- _Job_: Reproduce every line of the data below without changing anything.

---------- Records for the task ----------

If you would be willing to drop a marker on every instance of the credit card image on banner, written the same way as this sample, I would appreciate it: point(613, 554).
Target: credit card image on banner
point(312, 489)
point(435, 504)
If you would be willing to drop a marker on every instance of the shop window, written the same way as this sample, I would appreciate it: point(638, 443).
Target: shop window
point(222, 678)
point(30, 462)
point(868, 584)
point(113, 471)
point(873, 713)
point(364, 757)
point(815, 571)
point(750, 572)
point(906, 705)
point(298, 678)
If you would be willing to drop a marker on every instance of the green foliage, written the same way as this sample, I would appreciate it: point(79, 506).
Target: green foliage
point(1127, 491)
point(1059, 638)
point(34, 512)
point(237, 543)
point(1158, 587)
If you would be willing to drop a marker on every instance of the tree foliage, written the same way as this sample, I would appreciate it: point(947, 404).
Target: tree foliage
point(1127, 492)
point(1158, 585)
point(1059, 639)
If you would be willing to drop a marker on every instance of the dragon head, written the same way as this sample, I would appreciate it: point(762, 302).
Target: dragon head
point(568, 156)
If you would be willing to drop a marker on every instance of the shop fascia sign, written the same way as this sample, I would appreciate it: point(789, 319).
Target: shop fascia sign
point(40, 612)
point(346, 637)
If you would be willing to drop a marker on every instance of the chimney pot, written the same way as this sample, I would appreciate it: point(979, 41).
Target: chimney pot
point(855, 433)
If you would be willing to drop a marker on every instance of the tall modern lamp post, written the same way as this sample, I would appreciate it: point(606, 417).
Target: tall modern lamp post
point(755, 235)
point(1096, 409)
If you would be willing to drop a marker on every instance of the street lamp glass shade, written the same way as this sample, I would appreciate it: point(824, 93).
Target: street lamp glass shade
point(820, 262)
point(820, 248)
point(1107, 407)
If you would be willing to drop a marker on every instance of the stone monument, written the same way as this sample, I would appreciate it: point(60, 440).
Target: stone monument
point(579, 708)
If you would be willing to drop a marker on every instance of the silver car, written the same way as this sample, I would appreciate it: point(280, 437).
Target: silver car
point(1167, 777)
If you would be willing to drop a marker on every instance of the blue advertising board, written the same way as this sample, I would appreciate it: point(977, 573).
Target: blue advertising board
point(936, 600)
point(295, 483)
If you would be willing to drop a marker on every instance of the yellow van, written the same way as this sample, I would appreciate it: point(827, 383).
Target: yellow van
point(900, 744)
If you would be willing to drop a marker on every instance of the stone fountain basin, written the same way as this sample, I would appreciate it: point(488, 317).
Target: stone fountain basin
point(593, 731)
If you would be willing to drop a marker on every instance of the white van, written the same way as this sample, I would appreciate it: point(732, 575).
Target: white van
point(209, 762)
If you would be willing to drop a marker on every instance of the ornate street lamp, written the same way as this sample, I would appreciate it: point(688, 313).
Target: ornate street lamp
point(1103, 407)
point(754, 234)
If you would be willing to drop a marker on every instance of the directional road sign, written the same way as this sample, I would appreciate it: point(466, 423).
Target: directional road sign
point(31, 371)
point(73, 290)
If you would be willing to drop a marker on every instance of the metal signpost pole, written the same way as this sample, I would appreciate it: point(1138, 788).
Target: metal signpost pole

----------

- _Result of this exercise_:
If you would be willing to drop a marker on every instance of the credit card image on banner, written the same way as this sample, I would appreciate it: point(613, 554).
Target: credit card image on banner
point(312, 489)
point(435, 504)
If you would be willing to drop a marker on every instance of the shop window, written the same way as this sample, I would appreciate it: point(638, 443).
Target: shop window
point(222, 678)
point(30, 462)
point(868, 584)
point(113, 471)
point(873, 713)
point(364, 757)
point(815, 571)
point(750, 572)
point(906, 705)
point(298, 678)
If you would be willing to drop a marker on every instance of the green foliage, written the same way as this sample, I would appreciate it: point(79, 506).
Target: green foliage
point(1127, 491)
point(1059, 638)
point(34, 512)
point(237, 543)
point(1158, 587)
If you would be willing to drop a marker on every instance of the tree foliage, written the same way as this sample, I would appreciate it: point(947, 404).
Target: tree foliage
point(1127, 492)
point(1158, 585)
point(1059, 639)
If you would be willing to drop a marker on every instance of the dragon head, written the same way as this sample, I would appreciate it: point(762, 302).
Target: dragon head
point(568, 156)
If you would be willing to drop a marker on every instance of the shop fascia sign, written the same way as this sample, I would appreciate it: point(789, 319).
Target: shop fascia sign
point(40, 612)
point(346, 637)
If you would be willing to drop a marker on every instance of the chimney pot, written the same way as this sample, I would appreciate it: point(979, 41).
Target: chimney pot
point(855, 433)
If you would be willing to drop a marker on every instance of the tall modern lamp post, written the same way as this sample, I would appreciate it: point(606, 417).
Target: tall modern lamp post
point(755, 235)
point(1096, 409)
If you would be willing to drop a marker on every instance of the street lamp glass shade, written the same way as this sample, I would appreciate it: point(824, 93).
Target: street lamp glass shade
point(820, 262)
point(820, 248)
point(1107, 407)
If you would be willing to drop a marker on every instance of the stone monument, written the same way as this sample, I would appreciate it: point(60, 440).
Target: stone monument
point(579, 708)
If you would be willing to drop a marker on every instance of the silver car, written the same way as this sample, I would appreciate it: point(280, 437).
Target: silver car
point(1167, 777)
If you would be willing to drop a marker on every instance of the blue advertising board, written the same way as this sample, I would appreciate it: point(977, 573).
Target: blue advertising board
point(936, 600)
point(295, 483)
If you would be willing to drop a marker on every instance of the yellow van, written the same way as this sample, I would appreciate it: point(827, 383).
Target: yellow van
point(900, 744)
If you would be willing to drop a marker on every instance of the stone fountain basin, written the same way as this sample, I would appreciate it: point(488, 317).
Target: stone fountain basin
point(593, 731)
If you would be willing to drop a marker on every instance of the white van, written the same way as this sample, I would appreciate it: point(732, 575).
Target: white van
point(209, 762)
If you would be willing to drop a marker on every instance of the ornate street lamp, written the same way as this sample, I would appreciate it: point(688, 313).
Target: ornate street lamp
point(1103, 407)
point(754, 234)
If you would be willing to drop a marker on every instance of the directional road sign, written the same way as this sample, I would appreciate it: point(466, 423).
Target: directional road sign
point(31, 371)
point(73, 290)
If you would be willing to drop a marker on every instance of the metal signpost pole, written the same way as this sample, I would appreciate it: point(1138, 788).
Target: metal signpost pole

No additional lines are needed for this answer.